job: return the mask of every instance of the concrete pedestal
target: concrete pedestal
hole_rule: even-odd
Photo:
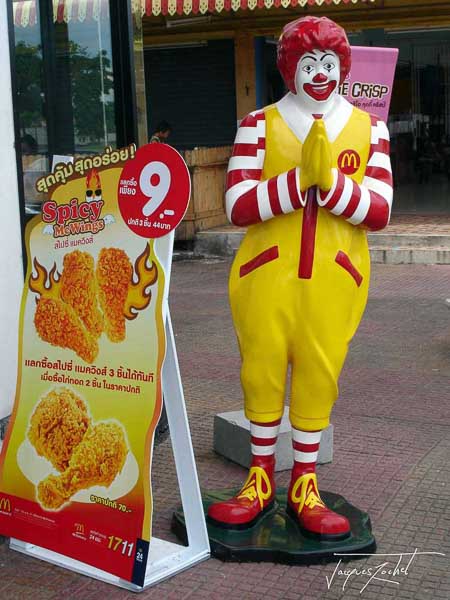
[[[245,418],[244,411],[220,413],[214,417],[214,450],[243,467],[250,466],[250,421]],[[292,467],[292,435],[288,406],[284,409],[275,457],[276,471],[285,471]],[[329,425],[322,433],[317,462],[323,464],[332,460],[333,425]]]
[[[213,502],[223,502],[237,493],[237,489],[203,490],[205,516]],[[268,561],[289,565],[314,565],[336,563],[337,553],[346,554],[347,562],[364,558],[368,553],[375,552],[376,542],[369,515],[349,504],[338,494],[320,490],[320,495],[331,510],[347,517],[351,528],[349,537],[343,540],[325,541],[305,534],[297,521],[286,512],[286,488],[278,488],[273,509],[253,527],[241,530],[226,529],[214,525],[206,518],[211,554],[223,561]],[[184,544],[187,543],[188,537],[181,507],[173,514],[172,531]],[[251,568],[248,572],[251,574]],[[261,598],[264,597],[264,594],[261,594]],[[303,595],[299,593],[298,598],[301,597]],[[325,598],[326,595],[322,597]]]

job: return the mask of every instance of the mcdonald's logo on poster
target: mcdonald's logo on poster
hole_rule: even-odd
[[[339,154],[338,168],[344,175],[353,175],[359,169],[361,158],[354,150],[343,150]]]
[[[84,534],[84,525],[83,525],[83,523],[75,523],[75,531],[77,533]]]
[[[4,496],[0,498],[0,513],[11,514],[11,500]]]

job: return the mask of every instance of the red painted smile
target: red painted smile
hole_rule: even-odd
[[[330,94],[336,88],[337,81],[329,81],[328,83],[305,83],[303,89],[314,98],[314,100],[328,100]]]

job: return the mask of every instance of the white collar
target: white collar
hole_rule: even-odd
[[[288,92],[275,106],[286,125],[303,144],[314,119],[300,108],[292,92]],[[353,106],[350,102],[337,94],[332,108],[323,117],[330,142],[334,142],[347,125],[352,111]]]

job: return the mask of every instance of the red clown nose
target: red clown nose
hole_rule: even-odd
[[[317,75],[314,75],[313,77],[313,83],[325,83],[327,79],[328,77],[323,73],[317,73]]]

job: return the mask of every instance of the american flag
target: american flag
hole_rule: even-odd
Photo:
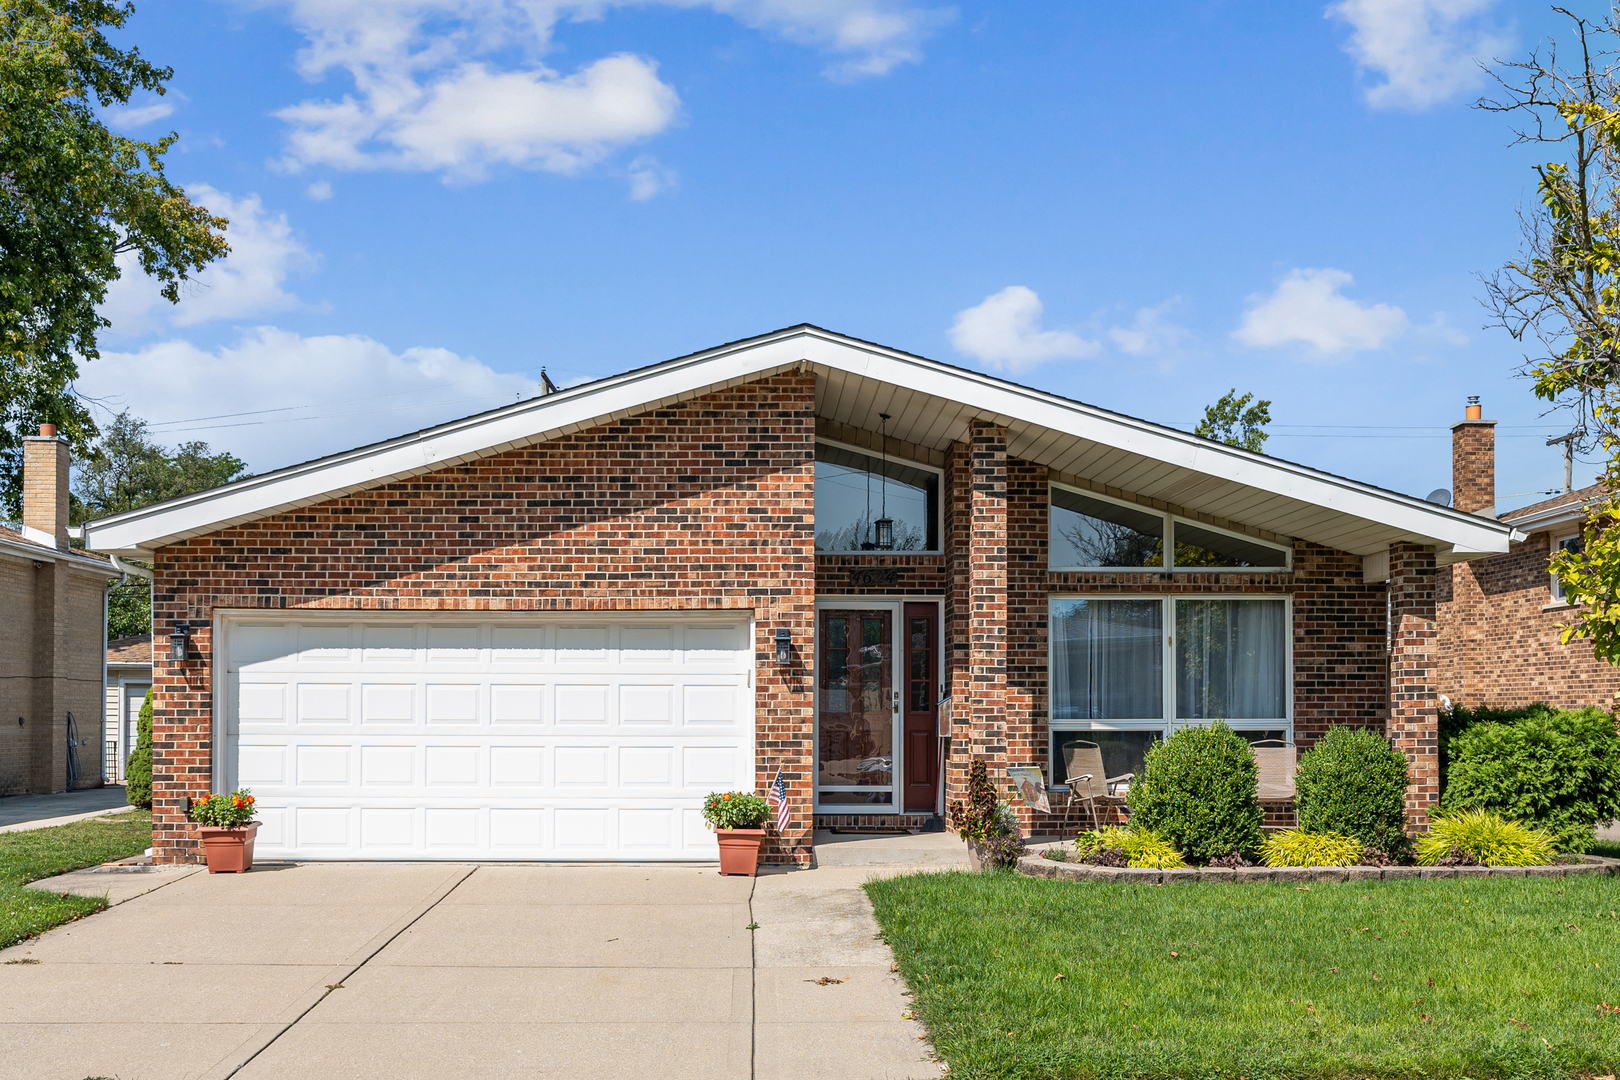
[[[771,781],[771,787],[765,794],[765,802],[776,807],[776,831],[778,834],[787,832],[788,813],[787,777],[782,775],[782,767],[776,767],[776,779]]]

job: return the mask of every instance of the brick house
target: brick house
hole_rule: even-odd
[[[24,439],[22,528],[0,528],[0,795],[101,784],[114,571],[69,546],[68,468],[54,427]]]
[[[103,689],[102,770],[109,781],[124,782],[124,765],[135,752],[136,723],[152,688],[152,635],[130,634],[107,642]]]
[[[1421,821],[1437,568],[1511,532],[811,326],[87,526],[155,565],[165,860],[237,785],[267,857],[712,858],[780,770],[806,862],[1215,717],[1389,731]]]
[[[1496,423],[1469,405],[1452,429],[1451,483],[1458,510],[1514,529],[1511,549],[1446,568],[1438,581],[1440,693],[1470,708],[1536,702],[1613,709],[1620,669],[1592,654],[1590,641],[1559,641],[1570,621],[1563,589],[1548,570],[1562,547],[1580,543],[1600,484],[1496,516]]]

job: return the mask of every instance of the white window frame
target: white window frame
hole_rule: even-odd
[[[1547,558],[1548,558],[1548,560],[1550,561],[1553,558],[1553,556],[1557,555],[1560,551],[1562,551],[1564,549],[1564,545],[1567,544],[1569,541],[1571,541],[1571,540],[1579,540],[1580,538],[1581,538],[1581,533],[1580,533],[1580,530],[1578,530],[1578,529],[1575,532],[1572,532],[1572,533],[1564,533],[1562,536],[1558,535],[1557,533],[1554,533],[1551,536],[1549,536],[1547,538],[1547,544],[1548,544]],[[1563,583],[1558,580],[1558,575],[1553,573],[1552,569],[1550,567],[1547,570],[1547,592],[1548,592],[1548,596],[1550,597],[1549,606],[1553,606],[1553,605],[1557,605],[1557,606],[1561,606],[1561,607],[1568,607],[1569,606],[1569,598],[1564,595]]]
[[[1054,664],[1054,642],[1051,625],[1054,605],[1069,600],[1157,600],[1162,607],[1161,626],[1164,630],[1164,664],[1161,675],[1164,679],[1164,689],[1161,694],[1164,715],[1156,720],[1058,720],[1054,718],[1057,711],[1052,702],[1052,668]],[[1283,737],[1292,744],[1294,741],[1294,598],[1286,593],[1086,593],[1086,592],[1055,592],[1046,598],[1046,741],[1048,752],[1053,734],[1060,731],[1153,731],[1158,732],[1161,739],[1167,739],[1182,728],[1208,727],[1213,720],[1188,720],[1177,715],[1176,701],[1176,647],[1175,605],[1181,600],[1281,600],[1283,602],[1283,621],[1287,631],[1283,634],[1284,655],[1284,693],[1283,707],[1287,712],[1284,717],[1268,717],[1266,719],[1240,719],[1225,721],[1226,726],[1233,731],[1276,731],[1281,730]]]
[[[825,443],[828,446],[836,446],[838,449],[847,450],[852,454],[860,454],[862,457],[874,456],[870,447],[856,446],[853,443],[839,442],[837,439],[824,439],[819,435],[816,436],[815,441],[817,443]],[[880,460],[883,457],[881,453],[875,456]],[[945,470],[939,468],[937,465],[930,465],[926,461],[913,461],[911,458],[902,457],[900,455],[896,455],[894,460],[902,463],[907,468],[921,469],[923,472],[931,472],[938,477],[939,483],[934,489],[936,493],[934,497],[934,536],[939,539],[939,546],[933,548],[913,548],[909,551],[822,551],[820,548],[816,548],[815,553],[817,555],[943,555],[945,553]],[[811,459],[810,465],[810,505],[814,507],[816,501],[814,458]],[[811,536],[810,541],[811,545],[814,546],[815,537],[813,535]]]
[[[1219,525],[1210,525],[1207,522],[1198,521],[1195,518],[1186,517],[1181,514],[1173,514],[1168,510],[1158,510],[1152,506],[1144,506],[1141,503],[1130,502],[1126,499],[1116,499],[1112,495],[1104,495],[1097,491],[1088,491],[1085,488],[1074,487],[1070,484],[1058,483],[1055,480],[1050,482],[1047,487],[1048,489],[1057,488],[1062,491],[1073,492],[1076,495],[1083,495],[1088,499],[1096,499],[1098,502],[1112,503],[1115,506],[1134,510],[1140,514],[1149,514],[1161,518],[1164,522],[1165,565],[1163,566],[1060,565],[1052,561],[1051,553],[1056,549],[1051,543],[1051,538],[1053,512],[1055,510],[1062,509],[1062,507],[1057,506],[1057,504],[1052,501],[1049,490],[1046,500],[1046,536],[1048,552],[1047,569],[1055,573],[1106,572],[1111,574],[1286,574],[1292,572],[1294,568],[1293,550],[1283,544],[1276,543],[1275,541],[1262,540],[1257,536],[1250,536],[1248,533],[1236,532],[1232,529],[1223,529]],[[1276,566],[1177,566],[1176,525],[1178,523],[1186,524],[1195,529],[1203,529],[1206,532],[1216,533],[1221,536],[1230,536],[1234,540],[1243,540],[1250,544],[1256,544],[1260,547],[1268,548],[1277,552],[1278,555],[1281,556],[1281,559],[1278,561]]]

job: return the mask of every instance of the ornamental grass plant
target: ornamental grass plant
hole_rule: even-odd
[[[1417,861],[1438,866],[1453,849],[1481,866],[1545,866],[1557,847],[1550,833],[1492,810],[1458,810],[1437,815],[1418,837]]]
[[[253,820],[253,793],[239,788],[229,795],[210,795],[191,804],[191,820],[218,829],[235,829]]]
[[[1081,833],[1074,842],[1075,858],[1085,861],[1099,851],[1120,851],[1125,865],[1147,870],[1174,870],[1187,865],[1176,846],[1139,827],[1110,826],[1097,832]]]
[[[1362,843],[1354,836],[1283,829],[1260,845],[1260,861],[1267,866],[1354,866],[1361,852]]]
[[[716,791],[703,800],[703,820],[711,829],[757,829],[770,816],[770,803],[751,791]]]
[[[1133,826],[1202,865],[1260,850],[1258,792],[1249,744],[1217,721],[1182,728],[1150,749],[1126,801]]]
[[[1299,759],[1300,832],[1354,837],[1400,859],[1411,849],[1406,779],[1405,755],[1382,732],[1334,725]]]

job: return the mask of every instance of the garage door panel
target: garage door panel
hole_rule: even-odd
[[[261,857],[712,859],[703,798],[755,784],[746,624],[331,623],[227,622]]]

◆ ◆ ◆

# TO DO
What lines above hold the word "plant"? List them all.

# RESULT FOR THIS EXERCISE
job: return the mask of every instance of the ornamental grass plant
target: ornamental grass plant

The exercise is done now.